FACTKorean Football Association (KFA): the same manager (Hong Myung-bo) reappointed in a 12-year recurring pattern, decided by network connections rather than results, while the national team bears the consequences.
FACTChaebol conglomerates: owner families control entire groups through circular shareholding while holding just 3–5% direct equity. When strategy fails, hired executives are held accountable — not the family that set the direction. The 이학수 (Lee Hak-soo) scapegoat structure at Samsung is a documented example.
FACTEsports: 27.5% of LCK League of Legends players are minors. Standard player contracts reportedly allow teams to trade players without consent — Korea's antitrust regulator is investigating that standard contract right now.
FACTKorea Environment Corporation: a career bureaucrat with no environmental-technical background was parachuted into the agency's top position. That sitting chairman is currently under active police investigation over alleged entertainment/bribery from a regulated company.
FACTFranchise chains: over the past three years, franchise headquarters revenue grew 10.8% while franchisee-level profitability stagnated or declined. 2,615 franchise disputes were filed for mediation between 2021 and 2024.
INFERENCEThese aren't five coincidentally overlapping scandals — they're the same template, reused across a country: decisions get made at the top, failure gets pushed down, and success gets captured at the top.
In a fully captured state, none of this would ever surface. Fourteen LH (Korea Land and Housing Corporation) employees speculating on ~₩3 trillion worth of insider development land eventually triggered a nationwide investigation and prosecutions. The Banolim/Samsung case — where Samsung hid semiconductor chemical formulas even from workers dying of leukemia — was eventually overturned by Korea's Supreme Court, which recognized the illness as an occupational disease. The Korea Environment Corporation chairman is being investigated right now, in public. The problem isn't that accountability never happens — it's that the same shape keeps showing up before it does.
INFERENCEFaker, Son Heung-min, and BTS are genuinely admired worldwide, across national lines. Elon Musk, Shohei Ohtani, and Nvidia's Jensen Huang are also sincerely liked in Korea — because their wealth came from world-class performance.
INFERENCENo Korean chaebol family head commands anywhere close to that level of public affection. Both groups are wealthy. The difference isn't the size of the fortune — it's how it was earned. Koreans draw a sharp, consistent line between wealth built on overwhelming skill and wealth extracted from the people underneath.

--- --- ---

From the text on Korean institutions, write out the stretch from "FACTKorean Football Association" through "a documented example.", word for word.

Stored data
--- --- ---

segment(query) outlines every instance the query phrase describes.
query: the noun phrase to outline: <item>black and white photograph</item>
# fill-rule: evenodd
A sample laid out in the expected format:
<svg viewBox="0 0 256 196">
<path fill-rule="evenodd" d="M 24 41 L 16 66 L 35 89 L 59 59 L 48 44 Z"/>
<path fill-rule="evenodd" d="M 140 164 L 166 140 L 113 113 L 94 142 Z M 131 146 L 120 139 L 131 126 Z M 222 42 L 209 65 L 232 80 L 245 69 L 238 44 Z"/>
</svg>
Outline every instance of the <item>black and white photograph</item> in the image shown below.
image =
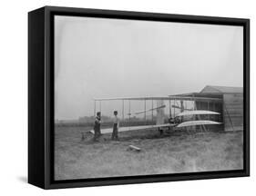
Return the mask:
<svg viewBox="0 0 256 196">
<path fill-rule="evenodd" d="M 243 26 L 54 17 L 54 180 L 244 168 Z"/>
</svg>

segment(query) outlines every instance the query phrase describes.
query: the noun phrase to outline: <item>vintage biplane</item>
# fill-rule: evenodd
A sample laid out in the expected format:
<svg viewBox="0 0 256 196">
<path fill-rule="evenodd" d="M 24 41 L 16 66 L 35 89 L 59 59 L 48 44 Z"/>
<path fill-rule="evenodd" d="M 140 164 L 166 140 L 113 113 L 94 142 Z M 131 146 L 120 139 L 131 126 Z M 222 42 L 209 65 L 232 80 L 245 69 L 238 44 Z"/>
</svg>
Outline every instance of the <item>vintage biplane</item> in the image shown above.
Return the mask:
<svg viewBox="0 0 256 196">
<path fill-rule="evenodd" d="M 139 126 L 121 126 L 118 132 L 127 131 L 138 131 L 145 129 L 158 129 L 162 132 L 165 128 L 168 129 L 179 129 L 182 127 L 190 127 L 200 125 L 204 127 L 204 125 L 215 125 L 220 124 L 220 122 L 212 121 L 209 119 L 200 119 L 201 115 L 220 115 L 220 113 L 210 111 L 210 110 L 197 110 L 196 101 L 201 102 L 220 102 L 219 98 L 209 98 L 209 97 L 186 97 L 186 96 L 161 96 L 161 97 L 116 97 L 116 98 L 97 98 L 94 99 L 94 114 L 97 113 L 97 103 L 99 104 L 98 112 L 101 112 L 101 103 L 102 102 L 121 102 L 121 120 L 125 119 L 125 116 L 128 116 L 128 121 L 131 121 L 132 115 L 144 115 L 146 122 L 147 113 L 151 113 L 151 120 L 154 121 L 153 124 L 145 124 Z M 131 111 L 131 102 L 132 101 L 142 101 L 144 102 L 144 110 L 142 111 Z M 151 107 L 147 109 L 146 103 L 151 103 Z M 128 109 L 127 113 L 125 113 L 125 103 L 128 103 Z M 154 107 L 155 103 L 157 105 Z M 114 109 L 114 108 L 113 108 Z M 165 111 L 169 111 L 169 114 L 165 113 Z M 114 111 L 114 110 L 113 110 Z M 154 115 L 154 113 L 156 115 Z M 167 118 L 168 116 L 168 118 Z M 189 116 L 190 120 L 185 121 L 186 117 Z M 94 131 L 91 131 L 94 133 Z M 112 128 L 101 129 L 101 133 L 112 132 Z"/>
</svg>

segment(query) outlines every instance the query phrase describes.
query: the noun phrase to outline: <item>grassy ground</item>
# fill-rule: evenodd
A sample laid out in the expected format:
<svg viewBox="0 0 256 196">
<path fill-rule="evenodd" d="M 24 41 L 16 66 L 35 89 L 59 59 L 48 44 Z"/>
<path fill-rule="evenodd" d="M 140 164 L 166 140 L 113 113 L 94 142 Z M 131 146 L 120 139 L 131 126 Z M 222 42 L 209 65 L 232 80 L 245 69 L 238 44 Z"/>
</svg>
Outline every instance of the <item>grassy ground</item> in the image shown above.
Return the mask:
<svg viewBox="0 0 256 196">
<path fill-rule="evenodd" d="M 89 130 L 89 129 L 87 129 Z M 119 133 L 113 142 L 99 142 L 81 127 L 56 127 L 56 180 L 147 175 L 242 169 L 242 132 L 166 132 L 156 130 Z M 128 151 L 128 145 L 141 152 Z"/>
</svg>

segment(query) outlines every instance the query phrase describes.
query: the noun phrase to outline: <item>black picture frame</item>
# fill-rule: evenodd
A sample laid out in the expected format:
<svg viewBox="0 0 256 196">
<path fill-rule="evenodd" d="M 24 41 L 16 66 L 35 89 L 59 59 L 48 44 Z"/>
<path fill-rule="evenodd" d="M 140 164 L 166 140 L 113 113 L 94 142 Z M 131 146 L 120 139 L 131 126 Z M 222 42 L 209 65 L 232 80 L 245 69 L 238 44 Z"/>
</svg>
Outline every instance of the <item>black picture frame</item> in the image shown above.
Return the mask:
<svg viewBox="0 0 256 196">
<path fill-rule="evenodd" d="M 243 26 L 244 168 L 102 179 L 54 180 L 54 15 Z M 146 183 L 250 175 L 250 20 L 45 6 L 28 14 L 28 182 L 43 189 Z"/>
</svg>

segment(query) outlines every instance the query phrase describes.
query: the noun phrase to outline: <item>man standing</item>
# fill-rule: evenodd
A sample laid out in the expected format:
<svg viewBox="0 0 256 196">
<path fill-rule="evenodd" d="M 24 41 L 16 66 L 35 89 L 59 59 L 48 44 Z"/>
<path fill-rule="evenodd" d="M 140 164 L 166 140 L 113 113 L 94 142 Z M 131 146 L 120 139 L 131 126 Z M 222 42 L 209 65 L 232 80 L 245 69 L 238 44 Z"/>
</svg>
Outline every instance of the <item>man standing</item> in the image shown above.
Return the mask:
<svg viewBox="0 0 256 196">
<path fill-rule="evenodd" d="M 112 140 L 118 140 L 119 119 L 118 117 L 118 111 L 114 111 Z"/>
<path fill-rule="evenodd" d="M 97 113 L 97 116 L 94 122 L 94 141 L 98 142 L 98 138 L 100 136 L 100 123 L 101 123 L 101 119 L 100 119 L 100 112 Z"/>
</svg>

--- --- ---

-- Reply to the exercise --
FACTKorean Football Association (KFA): the same manager (Hong Myung-bo) reappointed in a 12-year recurring pattern, decided by network connections rather than results, while the national team bears the consequences.
FACTChaebol conglomerates: owner families control entire groups through circular shareholding while holding just 3–5% direct equity. When strategy fails, hired executives are held accountable — not the family that set the direction. The 이학수 (Lee Hak-soo) scapegoat structure at Samsung is a documented example.